> **Source excerpt**
****

Additionally, the fins are formed by skiving any of the inner face
of the bottom plate of the base member and the inner face of the
lid. Therefore, number of parts required to form the vapor chamber
can be reduced without increasing heat resistance.
BRIEF DESCRIPTION OF THE DRAWINGS
[0015] Features, aspects, and advantages of exemplary embodiments
of the present invention will become better understood with
reference to the following description and accompanying drawings,
which should not limit the invention in any way.
[0016] FIG. 1 is a perspective view of a vapor chamber according to
preferred examples of the present invention;
[0017] FIG. 2 is a cross-sectional view showing a cross-section of
the vapor chamber according to the first example passing through an
arrow A shown in FIG. 1;
[0018] FIG. 3 is a cross-sectional view showing a cross-section of
the vapor chamber according to the first example passing through an
arrow B shown in FIG. 1;
[0019] FIG. 4 is a cross-sectional view showing a cross-section of
the vapor chamber according to the second example passing through
an arrow A shown in FIG. 1; and
[0020] FIG. 5 is a cross-sectional view showing a cross-section of
the vapor chamber according to the second example passing through
an arrow B shown in FIG. 1.
DETAILED DESCRIPTION OF THE PREFERRED EMBODIMENT(S)
[0021] Referring now to FIG. 1, there is shown a perspective view
of the vapor chamber according to the present invention. As the
conventional vapor chambers, the vapor chamber 1 is comprised of a
hollow flat container 2, and working fluid encapsulated in the
container 2 while evacuating non-condensable gas such as air. As
shown in FIGS. 2 and 3, the container 2 is comprised of a lid 3 as
a rectangular plate and a base member 4, and an opening 5 of the
base member 4 is sealed with the lid 3. Specifically, a heat
generating object 7 such as an electronic component is attached to
an outer face of a bottom plate 6 of the base member 4 in a manner
to exchange heat therebetween. Accordingly, a portion of an inner
face of the bottom plate 6 thus contacted to the heat generating
object 7 serves as an evaporating portion 8 at which evaporation of
the working fluid takes place.
[0022] A plurality of fins 9 are juxtaposed on the inner face of
the bottom plate 6 at regular intervals. For example, those fins 9
can be formed by the skiving method. According to the first example
shown in FIGS. 2 and 3, intervals of the fins 9 juxtaposed on the
evaporating portion 8 is narrower than those of the fins 9
juxtaposed on the remaining portion of the bottom plate 6. In other
words, a density of the fins 9 per unit area within the evaporating
portion 8 is higher than that of the fins 9 juxtaposed on the
remaining portion of the bottom plate 6. That is, in the
evaporating portion 8, the intervals of the fins 9 are narrowed to
exert a desired capillary pressure to pump the working fluid. To
this end, according to the preferred examples, the intervals
between the fins 9 at the evaporating portion 8 are individually
set to 0.08 mm. On the other hand, the intervals of the fins 9 in
the remaining portion of the bottom plate 6 are widened to reduce
fluid flow resistance. Specifically, according to the preferred
examples, the intervals of the fins 9 in the remaining portion of
the bottom plate 6 falls within a range from 0.1 mm to 0.3 mm.

****

> **What is expected**
Carry on the vapor chamber description from its final sentence.

> **Data lines**
****

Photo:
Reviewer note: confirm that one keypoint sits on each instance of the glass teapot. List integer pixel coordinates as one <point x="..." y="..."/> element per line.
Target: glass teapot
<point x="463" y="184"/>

****

> **Response**
According to the preferred examples, there are three rows of fin
arrays are arranged on the bottom plate 6 as illustrated in FIG. 3,
and each fin array is comprised of seven fins 9 being juxtaposed to
each other as illustrated in FIG. 2. Each clearance between the fin
array adjacent to each other widthwise, and each clearance between
an inner lateral face of the base member 4 and an outer width end
of the fin array serve as air passages 10 for letting through the
vaporized working fluid. The working fluid is vaporized at the
evaporating portion 8 by the heat from the heat generating object
7, and the vaporized working fluid migrates toward the
low-temperature and low-pressure site of the container 2 through
the air passages 10 and clearances between fins 9.
[0023] As to dimensions of the fin 9, according to the preferred
examples, a width is 20 mm, a height is 2.5 mm and a thickness is
0.05 mm. For example, according to the preferred examples, the
container 2 in which a width is 38 mm, a height is 38 mm, and a
thickness is 4 mm may be employed. Alternatively, the container 2
in which a width is 52 mm, a height is 52 mm, and a thickness is 5
mm may also be employed.
[0024] As shown in FIGS. 2 and 3, a height of each leading end 11
of the fins 9 is aligned to upper ends of side walls of the base
member 4, and the opening 5 of the base member 4 is closed by the
lid 3 while bringing the leading ends 11 of the fins 9 into contact
with an inner surface 12 of the lid 13 to form a sealed container
2. For instance, the lid 3 can be attached to the side walls of the
base member 4 and optionally to the leading ends 11 of the fins 9
by heating a solder applied therebetween in furnace a (not shown).
The working fluid is selected from a group of condensable fluid
including water, alcohol, ammonia, hydrochlorofluorocarbon and
etc., depending on desired ranges of condensation temperature and
evaporation temperature. Namely, the inner surface 12 of the lid 3
serves as a condensing portion where condensation of the vaporized
working fluid takes place while radiating heat. Alternatively, the
fins 9 may also be formed by skiving the inner face 12 of the lid
13. In this case, the inner face of the bottom plate 6 serves as
the condensing portion.
[0025] As known in the prior art, the container 2 may be filled
with the working fluid while evacuating the container 2. For
example, the container 2 may be filled with the working fluid by
pouring ample amount of the working fluid into the container 2, and
then boiling the working fluid to evacuate the container 2.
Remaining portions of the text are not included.